- _Entries supplied_:

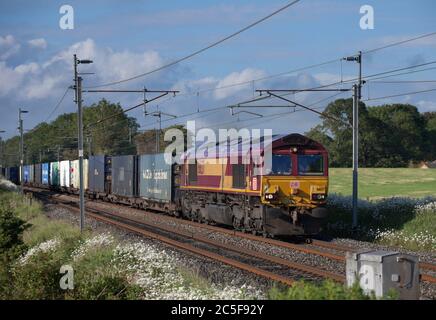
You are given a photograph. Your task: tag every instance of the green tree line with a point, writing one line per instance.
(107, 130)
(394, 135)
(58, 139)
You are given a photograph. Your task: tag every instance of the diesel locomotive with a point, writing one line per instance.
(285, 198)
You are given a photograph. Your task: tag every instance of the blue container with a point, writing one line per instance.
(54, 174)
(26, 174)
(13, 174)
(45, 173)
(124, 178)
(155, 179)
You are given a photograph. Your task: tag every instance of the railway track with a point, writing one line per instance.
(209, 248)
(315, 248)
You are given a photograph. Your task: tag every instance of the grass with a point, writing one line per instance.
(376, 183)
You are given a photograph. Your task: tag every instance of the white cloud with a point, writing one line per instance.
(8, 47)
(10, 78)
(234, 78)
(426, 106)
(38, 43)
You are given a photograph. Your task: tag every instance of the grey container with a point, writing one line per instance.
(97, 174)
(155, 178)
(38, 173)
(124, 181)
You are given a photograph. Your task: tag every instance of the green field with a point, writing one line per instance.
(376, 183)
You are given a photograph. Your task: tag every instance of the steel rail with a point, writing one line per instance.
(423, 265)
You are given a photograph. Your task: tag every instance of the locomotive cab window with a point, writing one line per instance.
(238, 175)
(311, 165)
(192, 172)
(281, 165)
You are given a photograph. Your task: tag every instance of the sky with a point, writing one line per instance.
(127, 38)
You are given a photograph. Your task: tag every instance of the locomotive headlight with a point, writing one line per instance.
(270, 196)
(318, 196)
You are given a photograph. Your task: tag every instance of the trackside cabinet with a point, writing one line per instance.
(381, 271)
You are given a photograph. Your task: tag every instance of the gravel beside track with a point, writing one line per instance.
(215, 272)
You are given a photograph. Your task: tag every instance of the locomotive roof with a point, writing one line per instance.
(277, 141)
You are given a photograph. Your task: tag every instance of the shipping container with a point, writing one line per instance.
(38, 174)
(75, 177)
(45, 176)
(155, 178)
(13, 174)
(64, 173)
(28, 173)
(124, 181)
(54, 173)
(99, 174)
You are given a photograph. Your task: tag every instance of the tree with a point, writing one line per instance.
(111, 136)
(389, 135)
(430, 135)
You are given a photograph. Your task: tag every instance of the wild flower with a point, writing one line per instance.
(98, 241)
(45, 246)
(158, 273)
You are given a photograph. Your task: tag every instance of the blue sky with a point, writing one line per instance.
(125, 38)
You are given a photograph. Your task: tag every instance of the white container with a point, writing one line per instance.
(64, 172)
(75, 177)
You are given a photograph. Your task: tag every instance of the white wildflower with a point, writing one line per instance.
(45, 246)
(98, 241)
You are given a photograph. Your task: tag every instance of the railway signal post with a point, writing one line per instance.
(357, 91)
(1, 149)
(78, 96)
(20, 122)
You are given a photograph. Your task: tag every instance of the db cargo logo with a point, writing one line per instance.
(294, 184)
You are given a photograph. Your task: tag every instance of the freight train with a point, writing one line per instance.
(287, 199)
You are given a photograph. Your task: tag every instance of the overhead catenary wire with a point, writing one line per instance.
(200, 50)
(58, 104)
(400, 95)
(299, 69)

---

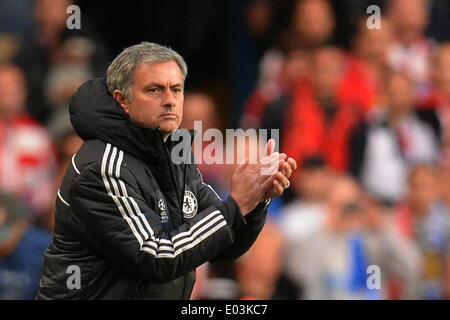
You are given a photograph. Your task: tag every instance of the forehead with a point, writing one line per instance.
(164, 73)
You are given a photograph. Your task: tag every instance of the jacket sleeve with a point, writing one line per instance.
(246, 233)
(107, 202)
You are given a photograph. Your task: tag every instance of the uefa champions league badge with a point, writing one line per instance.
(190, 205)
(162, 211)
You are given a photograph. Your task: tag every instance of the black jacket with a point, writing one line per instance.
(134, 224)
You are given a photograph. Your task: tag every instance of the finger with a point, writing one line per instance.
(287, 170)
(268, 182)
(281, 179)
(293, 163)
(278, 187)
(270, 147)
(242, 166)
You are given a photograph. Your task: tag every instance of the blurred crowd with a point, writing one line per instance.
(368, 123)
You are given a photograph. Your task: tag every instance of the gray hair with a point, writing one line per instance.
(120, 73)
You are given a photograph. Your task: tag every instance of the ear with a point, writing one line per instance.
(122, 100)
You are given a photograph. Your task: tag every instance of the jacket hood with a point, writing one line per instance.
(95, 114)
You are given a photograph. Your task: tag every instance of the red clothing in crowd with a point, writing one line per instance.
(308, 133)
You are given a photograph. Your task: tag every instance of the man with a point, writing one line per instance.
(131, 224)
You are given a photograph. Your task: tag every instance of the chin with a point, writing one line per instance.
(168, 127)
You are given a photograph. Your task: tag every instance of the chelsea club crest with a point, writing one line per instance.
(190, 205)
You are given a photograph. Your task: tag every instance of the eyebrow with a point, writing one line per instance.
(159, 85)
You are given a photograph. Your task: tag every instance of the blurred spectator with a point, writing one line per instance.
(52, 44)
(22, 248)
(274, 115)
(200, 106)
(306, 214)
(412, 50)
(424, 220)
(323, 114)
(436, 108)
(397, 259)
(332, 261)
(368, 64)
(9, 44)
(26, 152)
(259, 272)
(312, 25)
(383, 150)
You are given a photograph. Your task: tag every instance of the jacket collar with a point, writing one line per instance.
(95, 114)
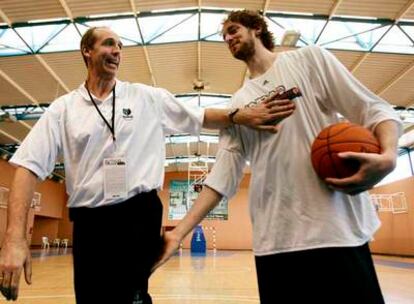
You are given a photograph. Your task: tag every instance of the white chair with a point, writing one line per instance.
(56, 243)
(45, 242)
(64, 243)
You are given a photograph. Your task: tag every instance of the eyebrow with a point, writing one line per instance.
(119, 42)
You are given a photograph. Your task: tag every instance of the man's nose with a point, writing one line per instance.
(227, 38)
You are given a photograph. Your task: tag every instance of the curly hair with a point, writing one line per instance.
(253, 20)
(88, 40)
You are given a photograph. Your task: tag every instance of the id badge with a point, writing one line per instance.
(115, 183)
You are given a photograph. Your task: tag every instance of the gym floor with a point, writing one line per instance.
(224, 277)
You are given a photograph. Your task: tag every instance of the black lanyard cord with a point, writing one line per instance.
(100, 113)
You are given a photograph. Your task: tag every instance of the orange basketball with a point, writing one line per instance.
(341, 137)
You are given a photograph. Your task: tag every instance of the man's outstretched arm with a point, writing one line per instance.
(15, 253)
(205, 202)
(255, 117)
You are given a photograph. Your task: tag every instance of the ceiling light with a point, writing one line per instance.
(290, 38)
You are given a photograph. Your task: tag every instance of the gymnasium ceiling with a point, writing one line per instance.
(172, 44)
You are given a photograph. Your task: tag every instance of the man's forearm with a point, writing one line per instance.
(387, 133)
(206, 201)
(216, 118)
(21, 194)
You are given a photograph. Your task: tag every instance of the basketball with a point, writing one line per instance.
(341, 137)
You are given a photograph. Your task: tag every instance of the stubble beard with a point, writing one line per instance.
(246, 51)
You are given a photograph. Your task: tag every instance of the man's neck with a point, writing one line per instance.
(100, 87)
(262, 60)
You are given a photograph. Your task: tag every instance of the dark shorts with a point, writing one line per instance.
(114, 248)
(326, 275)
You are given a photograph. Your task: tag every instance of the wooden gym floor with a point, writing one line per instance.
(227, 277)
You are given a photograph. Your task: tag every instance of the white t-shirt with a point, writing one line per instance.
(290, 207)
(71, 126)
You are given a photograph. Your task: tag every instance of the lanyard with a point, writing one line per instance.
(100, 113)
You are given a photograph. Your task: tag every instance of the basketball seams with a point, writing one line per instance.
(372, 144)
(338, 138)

- _Exercise directions_: Pull out every line in the records above that contains the string "lanyard", matching case exactly, and list those lines.

- _The output_:
You are given a photograph. Your task: tag every instance of the black lanyard cord with a point, writing one line per instance.
You are given a photograph. Your task: tag every instance of the lanyard with a point, writing one line per instance.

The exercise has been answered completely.